O que fazer:
1 > Na resenha sobre o filme "Tatuagem", em que cidade e em que ano Clécio e seus colegas dividem uma casa?
2 > Transcreva da resenha sobre o filme "Tatuagem" o trecho que começa em "Libertário, propositalmente exagerado" e termina em "sobre a liberdade.".
3 > Retome a resenha sobre o filme "Tatuagem" e dê continuidade a ela a partir do ponto em que termina.

Texto fornecido:
::::

TATUAGEM
(Tatuagem, 2013, Rec Produtores Associados Ltda., 110min) Direção e
roteiro: Hilton Lacerda. Fotografia: Ivo Lopes Araújo. Montagem: Mair
Tavares. Música: DJ Dolores, Johnny Hooker. Figurino: Christiana
Garrido. Direção de arte: Renata Pinheiro. Produção executiva: Nara
Aragão. Produção: João Vieira Jr.. Elenco: Irandhir Santos, Jesuíta
Barbosa, Rodrigo Garcia, Sylvia Prado, Sílvio Restiffe. Estreia:
15/11/13
Ditadura militar X liberdades individuais e
culturais. Repressão X transgressão. Apolo X Dionísio. Violência X
amor. Todas essas batalhas, travadas nas ruas, nas camas, nas boates e
nas mentes, estão presentes em "Tatuagem", primeiro longa-metragem do
pernambucano Hilton Lacerda, conhecido pelo roteiro de alguns dos mais
radicais filmes brasileiros da safra pós-"Cidade de Deus", como os
polêmicos "Amarelo manga", "Baixio das bestas" e "A febre do rato",
todos dirigidos por Cláudio Assis. Em sua estreia como cineasta, ele não
vai tão fundo quanto Assis na provocação estética, mas é extremamente
bem-sucedido na sua missão de louvar um estilo de vida que, mais do que
simplesmente desafiar as convenções sociais e morais de uma época negra
na história do país, batia de frente com a truculência do Estado.
Libertário, propositalmente exagerado e debochado sem ser bobo,
"Tatuagem" é um tapa na cara da hipocrisia ao mesmo tempo em que é um
belo documento sobre a liberdade.
Livre das amarras
e das obrigações de ser uma produção de viés puramente comercial -
leia-se sem o apoio e as imposições da Globo Filmes - "Tatuagem" é um
filme marginal que retrata personagens marginais e os eleva à posição de
heróis. Sua marginalidade, porém, não é pejorativa. Os protagonistas do
filme são marginais porque escolheram viver à margem de uma sociedade
doente, hipócrita e cega às atrocidades de uma ditadura militar que
cerceou todo e qualquer direito à liberdade de expressão. É por sua
coragem de desafiar o status quo que Clécio (Irandhir Santos,
fabuloso como sempre) é o líder de um grupo de artistas que brinca com o
perigo, com apresentações ousadas que cutucam o governo, a família e
quem quer que represente a autoridade. Criativo e apaixonado pela arte
do teatro, ele e seus colegas - um grupo que inclui o desaforado Paulete
(Rodrigo García) - dividem uma espaçosa casa na Recife de 1978, já nos
estertores da repressão, e frequentemente se vê obrigado a lutar pela
liberação de seus espetáculos, recheados de palavrões, nudez e tudo
aquilo que provoca arrepios nos lares tradicionais. Sua rotina se
transforma, porém, quando ele conhece e se apaixona por alguém que pode
representar seu fim.

::::

Dados registrados:
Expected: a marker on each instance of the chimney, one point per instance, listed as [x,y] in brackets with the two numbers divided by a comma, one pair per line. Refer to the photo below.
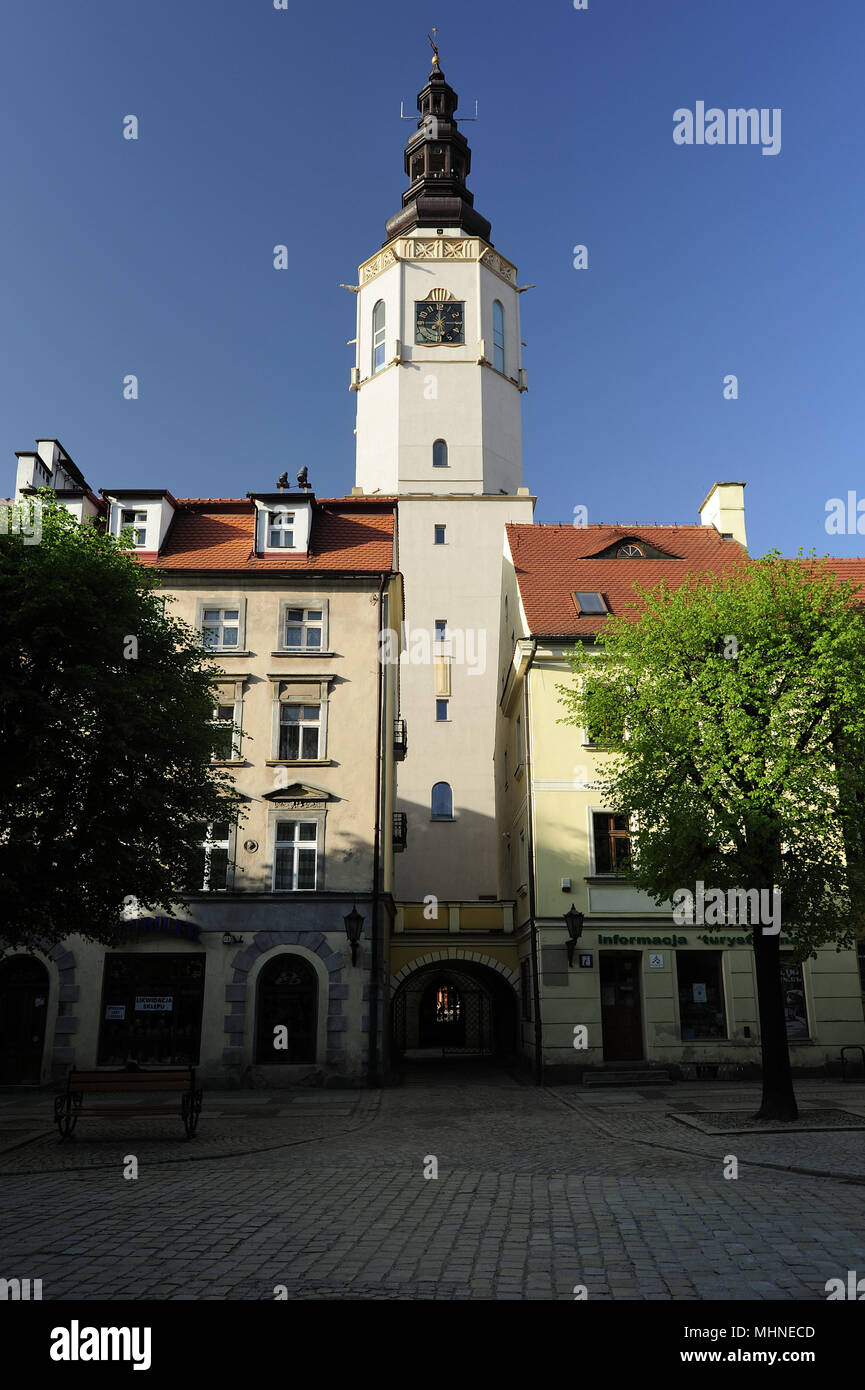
[725,509]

::::

Respostas em ordem:
1 > Em Recife, em 1978.

2 >
Libertário, propositalmente exagerado e debochado sem ser bobo,
"Tatuagem" é um tapa na cara da hipocrisia ao mesmo tempo em que é um
belo documento sobre a liberdade.

3 >
Fininha (Jesuíta Barbosa, uma revelação a ser comemorada) é um jovem de
dezoito anos ingênuo e sensível que se vê repentinamente envolvido em um
mundo totalmente à parte de seu dia-a-dia. Servindo ao exército como
soldado, ele não consegue evitar de se apaixonar por Clécio e seu modo
anarquista de ser e viver, repleto de uma liberdade com a qual ele
jamais supunha existir. Dividido entre o universo severo e rígido do
quartel e a liberalidade quase excessiva do mundo que Clécio representa,
Fininha acaba também por servir como ponte entre os dois mundos,
principalmente quando passa a ser vítima da desconfiança de ambos os
lados: os colegas começam a questionar sua lealdade e sexualidade e seus
novos amigos temem que ele seja um agente infiltrado para destruir o
grupo e prender a todos eles. No meio de todas essas dúvidas, ele ainda
precisa lidar com a família e o amor verdadeiro que sente por Clécio -
amante, mentor e amigo.
Que não se espere de "Tatuagem"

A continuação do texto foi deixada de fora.